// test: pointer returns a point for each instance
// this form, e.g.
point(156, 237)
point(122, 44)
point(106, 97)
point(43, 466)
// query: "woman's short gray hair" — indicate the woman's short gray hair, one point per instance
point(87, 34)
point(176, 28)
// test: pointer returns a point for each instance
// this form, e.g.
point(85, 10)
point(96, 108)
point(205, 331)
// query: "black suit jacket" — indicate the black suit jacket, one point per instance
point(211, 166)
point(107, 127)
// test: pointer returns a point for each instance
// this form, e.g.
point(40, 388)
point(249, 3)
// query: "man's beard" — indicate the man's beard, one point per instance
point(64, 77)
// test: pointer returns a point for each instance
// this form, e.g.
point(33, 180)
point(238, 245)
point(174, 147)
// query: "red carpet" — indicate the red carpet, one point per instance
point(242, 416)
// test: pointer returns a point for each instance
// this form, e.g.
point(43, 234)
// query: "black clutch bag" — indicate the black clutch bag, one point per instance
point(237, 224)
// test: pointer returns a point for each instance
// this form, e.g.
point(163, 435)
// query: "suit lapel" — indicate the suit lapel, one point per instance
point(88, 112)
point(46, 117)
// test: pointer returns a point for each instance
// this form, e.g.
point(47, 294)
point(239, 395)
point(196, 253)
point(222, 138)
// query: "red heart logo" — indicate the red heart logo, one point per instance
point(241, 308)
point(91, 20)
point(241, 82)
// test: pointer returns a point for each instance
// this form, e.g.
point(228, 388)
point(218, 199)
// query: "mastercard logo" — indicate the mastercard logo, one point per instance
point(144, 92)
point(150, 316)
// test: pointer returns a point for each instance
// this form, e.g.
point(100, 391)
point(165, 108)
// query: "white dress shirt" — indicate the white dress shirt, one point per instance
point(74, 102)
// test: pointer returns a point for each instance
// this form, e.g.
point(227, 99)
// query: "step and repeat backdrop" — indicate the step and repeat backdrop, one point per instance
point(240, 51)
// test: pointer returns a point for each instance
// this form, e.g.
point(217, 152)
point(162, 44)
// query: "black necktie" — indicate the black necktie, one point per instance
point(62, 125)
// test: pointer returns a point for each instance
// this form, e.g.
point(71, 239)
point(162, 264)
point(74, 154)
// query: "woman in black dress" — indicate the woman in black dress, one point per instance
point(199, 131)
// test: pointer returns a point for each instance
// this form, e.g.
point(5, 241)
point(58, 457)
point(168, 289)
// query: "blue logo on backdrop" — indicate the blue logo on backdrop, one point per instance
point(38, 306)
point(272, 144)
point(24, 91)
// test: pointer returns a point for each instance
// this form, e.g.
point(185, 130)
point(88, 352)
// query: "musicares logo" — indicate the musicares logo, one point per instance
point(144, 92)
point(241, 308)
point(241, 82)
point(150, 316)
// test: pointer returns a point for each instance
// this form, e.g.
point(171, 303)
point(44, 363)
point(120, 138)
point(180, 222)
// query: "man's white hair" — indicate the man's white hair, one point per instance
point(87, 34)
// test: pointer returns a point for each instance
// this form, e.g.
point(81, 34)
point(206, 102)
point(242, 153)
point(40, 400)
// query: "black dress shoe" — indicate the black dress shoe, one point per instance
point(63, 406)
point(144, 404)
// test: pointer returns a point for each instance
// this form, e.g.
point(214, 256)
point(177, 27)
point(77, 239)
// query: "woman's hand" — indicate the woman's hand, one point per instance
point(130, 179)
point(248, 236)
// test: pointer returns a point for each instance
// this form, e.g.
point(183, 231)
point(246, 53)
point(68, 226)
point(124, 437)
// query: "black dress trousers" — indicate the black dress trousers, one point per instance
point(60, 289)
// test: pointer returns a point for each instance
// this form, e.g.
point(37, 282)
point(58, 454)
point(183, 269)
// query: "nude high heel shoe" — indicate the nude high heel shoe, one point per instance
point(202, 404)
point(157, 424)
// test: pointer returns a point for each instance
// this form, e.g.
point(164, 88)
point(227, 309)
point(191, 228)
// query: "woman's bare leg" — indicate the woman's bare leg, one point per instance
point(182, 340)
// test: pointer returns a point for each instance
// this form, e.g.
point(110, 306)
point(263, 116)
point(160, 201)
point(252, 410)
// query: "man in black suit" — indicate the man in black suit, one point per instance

☆ ☆ ☆ ☆

- To be done:
Print all of the entries exactly as they are written.

- Final answer:
// test: pointer returns a point for each instance
// this form, e.g.
point(156, 237)
point(122, 44)
point(106, 97)
point(43, 466)
// query: "woman's short gray hair" — indicate the woman's short gray hair, one point per instance
point(87, 34)
point(176, 28)
// test: pointer returns a point for each instance
// this form, e.g.
point(85, 10)
point(96, 108)
point(205, 331)
// query: "black suit jacket" — indicate the black suit jacket, one point per instance
point(211, 166)
point(107, 127)
// test: pointer returns a point for each instance
// this form, e.g.
point(40, 388)
point(249, 3)
// query: "man's beard" — indicate the man's beard, one point per instance
point(64, 77)
// test: pointer returns a point for each instance
// this form, e.g.
point(33, 180)
point(238, 245)
point(174, 147)
// query: "red carpet" — indicate the red carpet, one point per instance
point(242, 416)
// test: pointer returns a point for each instance
// this form, e.g.
point(43, 234)
// query: "black clutch bag" — indicate the black clutch bag, one point per instance
point(237, 224)
// test: pointer returns a point for each instance
// this form, e.g.
point(163, 435)
// query: "suit lapel" — indicate the suit lapel, one point per instance
point(88, 112)
point(46, 117)
// test: pointer returns a point for each instance
// this form, e.g.
point(47, 294)
point(239, 395)
point(196, 253)
point(222, 138)
// query: "red heart logo" — indicate the red heart logo, one point per instance
point(241, 308)
point(91, 20)
point(241, 82)
// test: pointer returns a point for each instance
// this form, e.g.
point(228, 388)
point(218, 199)
// query: "mastercard logo" — indicate the mastercard logo, one point per instance
point(144, 92)
point(150, 316)
// test: pointer returns a point for each instance
// this form, e.g.
point(100, 391)
point(165, 108)
// query: "white dress shirt" — indicate the white dress shirt, one point per instance
point(74, 102)
// test: pointer returns a point for each instance
// this form, e.g.
point(227, 99)
// query: "step and repeat backdrop" — indicate the step and repeat backdrop, one point per instance
point(240, 51)
// test: pointer returns a point for each instance
// this form, e.g.
point(217, 152)
point(162, 44)
// query: "black necktie" — indicate the black necktie, one point per instance
point(62, 125)
// test: pointer returns a point for each instance
// this form, e.g.
point(71, 239)
point(162, 264)
point(74, 154)
// query: "woman in black dress" — indicate the woman in black dress, one point per instance
point(199, 131)
// test: pointer returns a point for each instance
// this form, e.g.
point(5, 241)
point(58, 457)
point(168, 289)
// query: "blue logo on backdrop" — indicate the blue logo on backdrop, one point per instance
point(38, 306)
point(272, 144)
point(24, 91)
// test: pointer returns a point for each instance
// this form, e.g.
point(185, 130)
point(88, 352)
// query: "musicares logo" — indicate the musicares logo, one point per instance
point(144, 92)
point(241, 308)
point(241, 82)
point(150, 316)
// test: pointer returns a point for each instance
// this form, e.g.
point(171, 303)
point(44, 363)
point(120, 138)
point(180, 222)
// query: "man's white hair" — indicate the man's white hair, one point per instance
point(87, 34)
// test: pointer returns a point for each instance
// this form, e.g.
point(81, 34)
point(206, 102)
point(242, 153)
point(40, 400)
// query: "black dress shoe" — indicate the black dress shoe, one point per instance
point(63, 406)
point(144, 404)
// test: pointer returns a point for each instance
// this form, e.g.
point(214, 256)
point(177, 27)
point(77, 239)
// query: "woman's hand" — indicate the woman's hand, one point per instance
point(130, 179)
point(248, 236)
// test: pointer returns a point for each instance
// this form, e.g.
point(183, 231)
point(246, 53)
point(68, 226)
point(124, 437)
// query: "black dress trousers" — indicate the black dress trousers, one point per instance
point(60, 289)
// test: pointer returns a point for each instance
// this form, e.g.
point(37, 282)
point(58, 454)
point(183, 269)
// query: "nude high heel shoe" — indicate the nude high heel shoe, one point per instance
point(202, 404)
point(157, 424)
// test: pointer returns a point for each instance
// this form, e.g.
point(164, 88)
point(227, 309)
point(191, 228)
// query: "woman's bare leg" — indicate the woman's bare leg, one point per instance
point(182, 340)
// test: pointer returns a point for each instance
// this form, e.g.
point(110, 306)
point(263, 116)
point(160, 201)
point(252, 410)
// query: "man in black suit" — indicate the man in black suit, one point per instance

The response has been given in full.